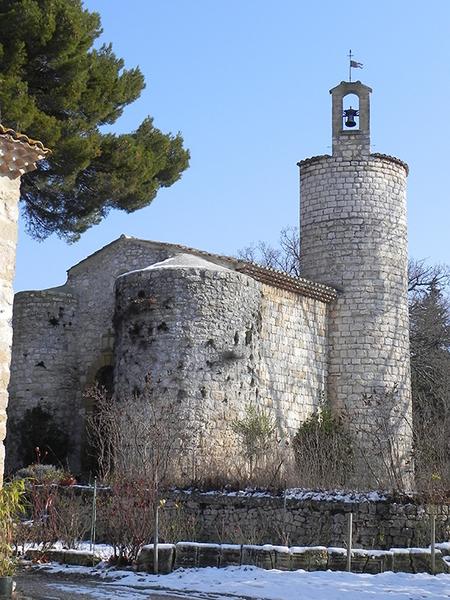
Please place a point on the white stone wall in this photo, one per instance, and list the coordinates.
(215, 340)
(293, 355)
(44, 369)
(354, 237)
(9, 196)
(212, 342)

============

Reproduce every record above verbatim, omitting the pictures.

Right answer.
Please place a point on the white stone wall in this photo, one per instance, and list the coordinates.
(215, 340)
(293, 355)
(44, 369)
(354, 237)
(9, 196)
(212, 342)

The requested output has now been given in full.